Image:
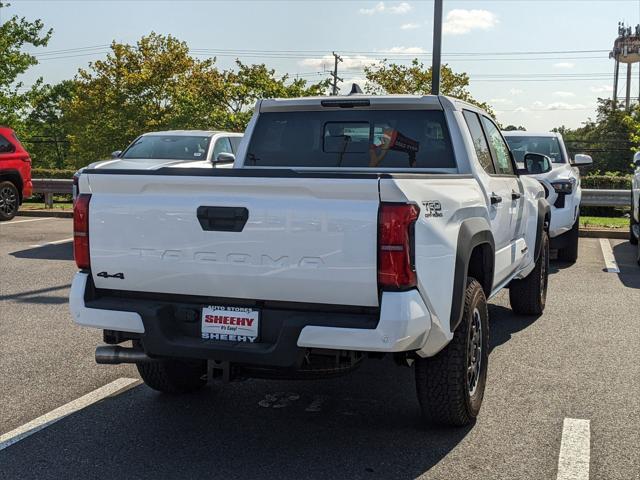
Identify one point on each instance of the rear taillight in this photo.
(395, 246)
(81, 230)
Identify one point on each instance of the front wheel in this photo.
(529, 295)
(9, 200)
(450, 385)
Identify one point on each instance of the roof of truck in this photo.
(188, 133)
(520, 133)
(381, 102)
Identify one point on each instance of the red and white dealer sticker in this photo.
(234, 324)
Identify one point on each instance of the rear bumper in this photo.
(171, 326)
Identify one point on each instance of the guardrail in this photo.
(590, 197)
(606, 198)
(51, 186)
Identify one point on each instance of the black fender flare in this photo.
(14, 177)
(473, 232)
(544, 211)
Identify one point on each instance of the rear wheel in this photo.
(450, 385)
(174, 376)
(9, 200)
(634, 227)
(529, 295)
(570, 252)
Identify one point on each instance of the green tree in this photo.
(45, 125)
(609, 138)
(393, 78)
(15, 34)
(510, 128)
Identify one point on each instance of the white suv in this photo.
(634, 223)
(350, 227)
(562, 186)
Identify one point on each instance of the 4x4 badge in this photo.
(432, 208)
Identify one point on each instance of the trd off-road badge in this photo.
(432, 208)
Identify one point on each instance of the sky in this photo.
(540, 63)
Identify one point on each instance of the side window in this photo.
(223, 145)
(479, 141)
(235, 143)
(500, 149)
(6, 146)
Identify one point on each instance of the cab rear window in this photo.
(352, 139)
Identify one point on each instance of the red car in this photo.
(15, 174)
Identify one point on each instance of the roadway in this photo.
(577, 361)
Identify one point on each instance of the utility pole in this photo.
(334, 74)
(437, 47)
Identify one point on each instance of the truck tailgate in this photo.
(305, 239)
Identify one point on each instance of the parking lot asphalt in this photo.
(579, 360)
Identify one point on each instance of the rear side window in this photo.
(223, 145)
(168, 147)
(352, 139)
(479, 141)
(6, 146)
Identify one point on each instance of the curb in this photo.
(620, 233)
(45, 213)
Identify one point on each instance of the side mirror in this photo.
(225, 158)
(580, 160)
(535, 164)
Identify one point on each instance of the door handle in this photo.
(222, 219)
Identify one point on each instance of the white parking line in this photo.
(609, 259)
(13, 222)
(57, 242)
(573, 462)
(111, 389)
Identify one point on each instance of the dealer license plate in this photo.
(234, 324)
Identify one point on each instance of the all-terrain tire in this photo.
(570, 252)
(632, 222)
(9, 201)
(528, 296)
(174, 376)
(447, 392)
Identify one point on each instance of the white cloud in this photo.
(401, 8)
(349, 62)
(564, 106)
(380, 7)
(564, 94)
(405, 50)
(460, 21)
(602, 89)
(345, 86)
(564, 65)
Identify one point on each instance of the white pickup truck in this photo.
(350, 227)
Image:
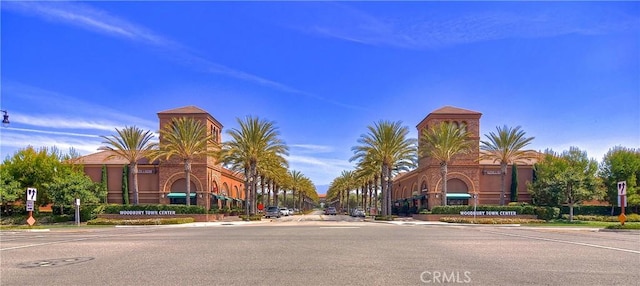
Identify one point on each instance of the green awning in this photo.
(458, 196)
(180, 195)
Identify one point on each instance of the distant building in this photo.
(164, 182)
(467, 177)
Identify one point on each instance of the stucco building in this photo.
(163, 181)
(469, 180)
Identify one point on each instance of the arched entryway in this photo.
(457, 192)
(178, 195)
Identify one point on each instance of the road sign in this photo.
(30, 206)
(622, 188)
(31, 194)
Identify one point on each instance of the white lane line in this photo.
(46, 243)
(567, 241)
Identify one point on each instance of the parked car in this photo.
(330, 211)
(357, 213)
(272, 212)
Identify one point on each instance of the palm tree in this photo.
(131, 144)
(387, 145)
(256, 140)
(296, 178)
(441, 143)
(506, 147)
(187, 139)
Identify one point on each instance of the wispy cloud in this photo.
(89, 18)
(428, 31)
(310, 148)
(48, 109)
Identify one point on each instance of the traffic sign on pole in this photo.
(31, 194)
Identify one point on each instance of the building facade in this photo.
(164, 181)
(469, 180)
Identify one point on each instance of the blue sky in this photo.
(567, 72)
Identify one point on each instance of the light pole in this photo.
(5, 118)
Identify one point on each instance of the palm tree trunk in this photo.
(187, 173)
(133, 172)
(385, 193)
(443, 173)
(503, 178)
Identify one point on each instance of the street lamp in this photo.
(5, 118)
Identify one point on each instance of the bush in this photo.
(251, 217)
(524, 210)
(626, 226)
(384, 218)
(547, 213)
(595, 210)
(179, 209)
(490, 220)
(607, 218)
(152, 221)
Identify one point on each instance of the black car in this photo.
(330, 211)
(272, 212)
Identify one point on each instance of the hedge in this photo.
(595, 210)
(150, 221)
(525, 210)
(179, 209)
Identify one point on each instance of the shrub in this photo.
(490, 220)
(383, 218)
(152, 221)
(524, 210)
(626, 226)
(179, 209)
(251, 217)
(547, 213)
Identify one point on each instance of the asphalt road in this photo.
(319, 250)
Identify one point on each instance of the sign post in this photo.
(77, 203)
(622, 202)
(31, 199)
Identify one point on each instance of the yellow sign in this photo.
(622, 218)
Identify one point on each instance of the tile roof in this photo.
(191, 109)
(453, 110)
(101, 158)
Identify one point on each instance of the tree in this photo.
(387, 144)
(621, 164)
(506, 147)
(10, 189)
(104, 182)
(186, 138)
(32, 168)
(131, 144)
(514, 183)
(255, 140)
(125, 184)
(73, 184)
(441, 143)
(568, 178)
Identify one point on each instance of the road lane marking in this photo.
(566, 241)
(46, 243)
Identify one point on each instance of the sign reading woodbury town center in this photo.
(494, 213)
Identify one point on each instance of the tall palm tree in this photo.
(187, 139)
(131, 144)
(296, 178)
(388, 145)
(254, 141)
(442, 142)
(506, 147)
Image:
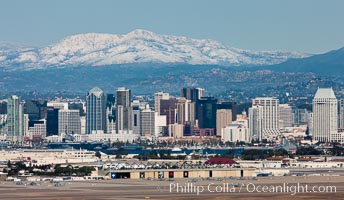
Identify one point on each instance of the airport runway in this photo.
(188, 189)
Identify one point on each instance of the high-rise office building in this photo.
(301, 117)
(192, 94)
(110, 113)
(233, 106)
(264, 118)
(207, 107)
(325, 115)
(37, 130)
(52, 122)
(123, 109)
(185, 111)
(285, 116)
(36, 109)
(95, 111)
(157, 97)
(69, 121)
(147, 122)
(136, 119)
(223, 118)
(168, 108)
(15, 119)
(341, 116)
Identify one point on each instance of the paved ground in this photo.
(144, 189)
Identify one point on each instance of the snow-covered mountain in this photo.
(138, 46)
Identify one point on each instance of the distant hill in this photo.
(328, 64)
(138, 46)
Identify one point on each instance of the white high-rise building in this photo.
(147, 122)
(157, 97)
(15, 119)
(325, 115)
(69, 122)
(223, 118)
(264, 118)
(341, 116)
(123, 110)
(285, 116)
(95, 111)
(235, 133)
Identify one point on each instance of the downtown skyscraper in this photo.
(123, 110)
(95, 111)
(264, 118)
(341, 114)
(15, 119)
(325, 115)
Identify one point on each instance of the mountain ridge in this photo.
(138, 46)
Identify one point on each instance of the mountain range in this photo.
(138, 46)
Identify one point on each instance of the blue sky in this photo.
(311, 26)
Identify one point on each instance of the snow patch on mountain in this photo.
(138, 46)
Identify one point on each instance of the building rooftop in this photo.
(220, 161)
(324, 93)
(96, 91)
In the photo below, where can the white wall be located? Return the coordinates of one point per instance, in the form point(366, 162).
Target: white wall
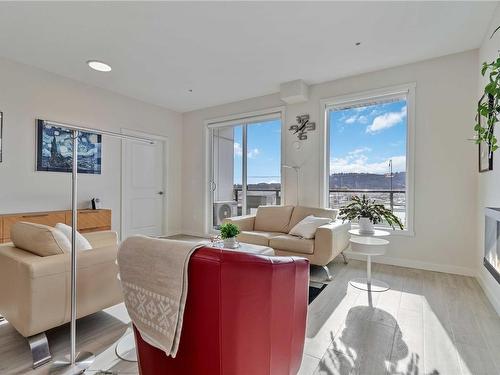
point(445, 165)
point(27, 93)
point(488, 182)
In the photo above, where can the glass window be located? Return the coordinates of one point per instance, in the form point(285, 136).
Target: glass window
point(368, 152)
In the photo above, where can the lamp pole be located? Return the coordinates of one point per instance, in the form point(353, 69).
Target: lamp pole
point(77, 363)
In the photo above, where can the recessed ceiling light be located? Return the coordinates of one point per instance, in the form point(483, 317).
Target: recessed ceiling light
point(99, 66)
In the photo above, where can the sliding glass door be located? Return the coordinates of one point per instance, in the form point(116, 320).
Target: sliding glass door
point(245, 166)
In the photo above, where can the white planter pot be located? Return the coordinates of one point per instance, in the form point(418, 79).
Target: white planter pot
point(365, 226)
point(230, 243)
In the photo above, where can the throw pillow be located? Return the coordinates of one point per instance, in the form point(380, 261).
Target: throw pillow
point(306, 228)
point(81, 242)
point(39, 239)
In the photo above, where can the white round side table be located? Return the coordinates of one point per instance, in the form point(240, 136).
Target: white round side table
point(369, 246)
point(376, 233)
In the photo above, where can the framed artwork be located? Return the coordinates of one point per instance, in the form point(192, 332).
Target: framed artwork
point(1, 135)
point(485, 154)
point(55, 149)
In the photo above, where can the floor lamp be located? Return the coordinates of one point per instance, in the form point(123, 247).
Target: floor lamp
point(76, 363)
point(297, 171)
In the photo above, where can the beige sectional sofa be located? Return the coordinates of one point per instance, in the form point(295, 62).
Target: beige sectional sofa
point(35, 289)
point(271, 224)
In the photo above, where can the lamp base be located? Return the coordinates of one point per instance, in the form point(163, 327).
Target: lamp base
point(83, 361)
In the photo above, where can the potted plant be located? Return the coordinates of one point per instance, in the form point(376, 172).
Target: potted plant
point(489, 104)
point(228, 233)
point(368, 213)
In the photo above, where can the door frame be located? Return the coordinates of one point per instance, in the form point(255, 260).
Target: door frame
point(156, 138)
point(208, 126)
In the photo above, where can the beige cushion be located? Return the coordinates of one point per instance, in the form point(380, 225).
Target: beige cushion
point(257, 238)
point(39, 239)
point(300, 212)
point(292, 243)
point(307, 227)
point(81, 242)
point(273, 218)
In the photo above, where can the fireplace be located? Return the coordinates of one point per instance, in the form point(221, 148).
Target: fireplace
point(492, 241)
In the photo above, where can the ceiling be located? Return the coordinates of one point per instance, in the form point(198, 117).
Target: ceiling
point(230, 51)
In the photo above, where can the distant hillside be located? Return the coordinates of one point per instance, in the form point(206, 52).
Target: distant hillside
point(349, 181)
point(367, 181)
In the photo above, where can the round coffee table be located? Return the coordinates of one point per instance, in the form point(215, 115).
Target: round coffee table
point(376, 233)
point(369, 246)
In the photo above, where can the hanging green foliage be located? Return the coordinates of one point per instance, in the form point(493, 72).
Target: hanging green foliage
point(488, 107)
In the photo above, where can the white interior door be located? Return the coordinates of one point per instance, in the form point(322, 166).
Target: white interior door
point(144, 188)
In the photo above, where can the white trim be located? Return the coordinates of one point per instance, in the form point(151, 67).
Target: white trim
point(233, 119)
point(166, 151)
point(238, 118)
point(409, 90)
point(492, 296)
point(408, 263)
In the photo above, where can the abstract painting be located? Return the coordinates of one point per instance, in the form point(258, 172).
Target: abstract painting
point(55, 149)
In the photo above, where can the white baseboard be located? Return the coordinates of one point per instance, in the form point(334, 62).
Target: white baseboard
point(492, 296)
point(409, 263)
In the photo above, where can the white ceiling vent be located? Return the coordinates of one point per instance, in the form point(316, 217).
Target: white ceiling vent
point(294, 92)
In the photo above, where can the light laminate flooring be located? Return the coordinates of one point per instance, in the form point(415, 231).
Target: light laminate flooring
point(428, 323)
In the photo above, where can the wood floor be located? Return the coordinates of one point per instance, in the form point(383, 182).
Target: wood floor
point(428, 323)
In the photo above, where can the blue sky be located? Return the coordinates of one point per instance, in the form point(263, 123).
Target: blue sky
point(364, 139)
point(263, 150)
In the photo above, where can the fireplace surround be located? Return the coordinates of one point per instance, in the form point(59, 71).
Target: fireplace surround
point(491, 258)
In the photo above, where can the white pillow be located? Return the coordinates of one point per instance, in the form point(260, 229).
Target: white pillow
point(81, 242)
point(306, 228)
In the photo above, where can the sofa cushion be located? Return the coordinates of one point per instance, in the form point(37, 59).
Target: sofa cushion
point(39, 239)
point(291, 243)
point(273, 218)
point(300, 212)
point(257, 238)
point(81, 242)
point(306, 228)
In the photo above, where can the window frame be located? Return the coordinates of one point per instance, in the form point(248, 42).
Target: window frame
point(236, 119)
point(326, 104)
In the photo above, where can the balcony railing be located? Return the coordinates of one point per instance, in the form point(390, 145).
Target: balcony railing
point(256, 198)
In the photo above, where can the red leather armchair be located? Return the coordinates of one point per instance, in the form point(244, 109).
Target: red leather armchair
point(245, 315)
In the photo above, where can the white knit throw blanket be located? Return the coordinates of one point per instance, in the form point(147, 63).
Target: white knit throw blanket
point(153, 274)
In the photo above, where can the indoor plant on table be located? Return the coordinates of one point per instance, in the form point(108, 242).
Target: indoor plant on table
point(368, 213)
point(228, 233)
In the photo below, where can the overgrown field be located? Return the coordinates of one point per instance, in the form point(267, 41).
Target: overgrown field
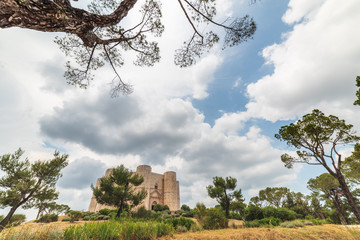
point(328, 232)
point(112, 230)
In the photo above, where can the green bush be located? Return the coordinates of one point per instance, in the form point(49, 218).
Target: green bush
point(185, 208)
point(17, 219)
point(75, 215)
point(271, 221)
point(181, 229)
point(253, 212)
point(50, 217)
point(179, 212)
point(185, 222)
point(190, 213)
point(235, 215)
point(215, 219)
point(285, 214)
point(293, 224)
point(252, 224)
point(157, 208)
point(105, 211)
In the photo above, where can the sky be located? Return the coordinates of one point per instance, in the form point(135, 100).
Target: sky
point(216, 118)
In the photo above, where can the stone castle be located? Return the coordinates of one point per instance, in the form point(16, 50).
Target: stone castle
point(161, 189)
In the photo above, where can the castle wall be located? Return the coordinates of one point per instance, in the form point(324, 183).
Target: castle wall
point(161, 189)
point(171, 191)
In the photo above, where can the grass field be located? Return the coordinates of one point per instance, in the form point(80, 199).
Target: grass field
point(329, 232)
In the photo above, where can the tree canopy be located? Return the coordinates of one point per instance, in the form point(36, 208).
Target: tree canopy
point(318, 138)
point(28, 183)
point(330, 188)
point(118, 189)
point(225, 194)
point(100, 34)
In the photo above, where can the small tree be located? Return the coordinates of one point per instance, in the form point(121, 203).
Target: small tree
point(118, 189)
point(43, 201)
point(24, 182)
point(351, 166)
point(274, 196)
point(220, 191)
point(330, 188)
point(185, 208)
point(317, 137)
point(200, 212)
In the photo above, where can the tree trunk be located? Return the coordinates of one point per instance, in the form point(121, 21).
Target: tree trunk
point(56, 16)
point(337, 204)
point(348, 195)
point(120, 208)
point(5, 221)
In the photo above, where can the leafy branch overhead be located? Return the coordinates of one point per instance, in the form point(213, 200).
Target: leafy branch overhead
point(99, 35)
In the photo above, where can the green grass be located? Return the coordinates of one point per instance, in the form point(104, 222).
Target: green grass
point(111, 230)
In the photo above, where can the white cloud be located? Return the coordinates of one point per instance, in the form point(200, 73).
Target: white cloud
point(315, 66)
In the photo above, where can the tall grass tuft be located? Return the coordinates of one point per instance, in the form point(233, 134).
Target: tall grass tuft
point(111, 230)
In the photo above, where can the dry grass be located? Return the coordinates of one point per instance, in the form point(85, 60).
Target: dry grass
point(328, 232)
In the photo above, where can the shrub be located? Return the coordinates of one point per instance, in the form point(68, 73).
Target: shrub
point(285, 214)
point(181, 229)
point(185, 208)
point(100, 217)
point(105, 211)
point(17, 219)
point(185, 222)
point(179, 212)
point(254, 223)
point(195, 228)
point(50, 217)
point(271, 221)
point(293, 224)
point(158, 208)
point(75, 215)
point(191, 213)
point(235, 215)
point(253, 212)
point(141, 212)
point(215, 219)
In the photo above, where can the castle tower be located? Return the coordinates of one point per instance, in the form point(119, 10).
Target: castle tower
point(161, 189)
point(171, 191)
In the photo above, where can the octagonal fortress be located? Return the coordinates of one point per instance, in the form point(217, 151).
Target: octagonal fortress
point(161, 189)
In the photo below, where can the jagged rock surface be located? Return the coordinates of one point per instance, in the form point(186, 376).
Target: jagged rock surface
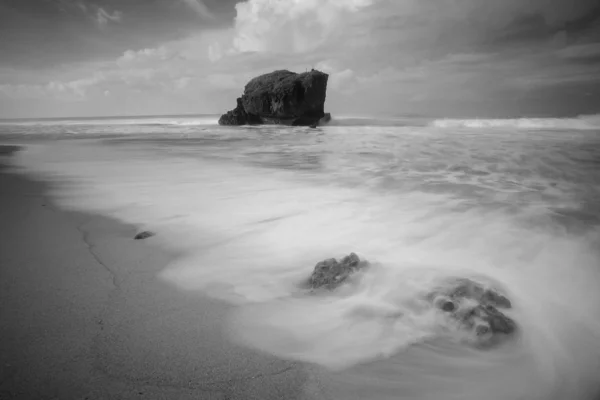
point(330, 273)
point(477, 309)
point(281, 97)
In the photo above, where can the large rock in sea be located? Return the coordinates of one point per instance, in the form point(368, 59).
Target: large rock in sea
point(283, 98)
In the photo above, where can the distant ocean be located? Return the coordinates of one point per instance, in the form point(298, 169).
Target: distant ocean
point(513, 202)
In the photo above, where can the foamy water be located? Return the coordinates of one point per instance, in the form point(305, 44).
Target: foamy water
point(252, 210)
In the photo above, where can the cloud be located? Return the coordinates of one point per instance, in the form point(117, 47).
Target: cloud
point(103, 17)
point(74, 90)
point(200, 8)
point(289, 26)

○ ○ ○ ○ ○

(Exercise):
Repeat only the lines from the one with "In the photo above, where can the castle tower" through the end of the data, both included and exactly as written. Pictures stay out of the copy.

(Expected answer):
In the photo above, where can the castle tower be located? Return the coordinates of one point per instance, in the form point(119, 10).
Target: castle tower
point(161, 189)
point(171, 191)
In the photo above, where can the octagonal fortress be located? Return the coordinates of one point per instance, in the form point(217, 151).
Target: octagonal fortress
point(161, 189)
In the photo below, where can the jagged rock surface be located? Return the coordinates of one point per instance, in the form point(186, 376).
Target: jagged rock surface
point(330, 273)
point(477, 309)
point(281, 97)
In the photo above, where can the large rock in sea be located? Return the coordinates of one point per instance, in the form point(368, 59).
Target: large rock in sea
point(283, 98)
In the photo above, where can the distant ocean be located? Return the coordinates of one point per instance, in the form point(298, 169).
Target: distant ocean
point(513, 202)
In the photo above, where can the foamy water be located? Return the coordinates of one point per instance, in the form point(305, 44).
Target: foamy water
point(252, 210)
In the photo above, where can the cloud be located? Return the coordinates of one point per instance, in the form point(117, 47).
Target: cloud
point(103, 17)
point(74, 90)
point(200, 8)
point(289, 26)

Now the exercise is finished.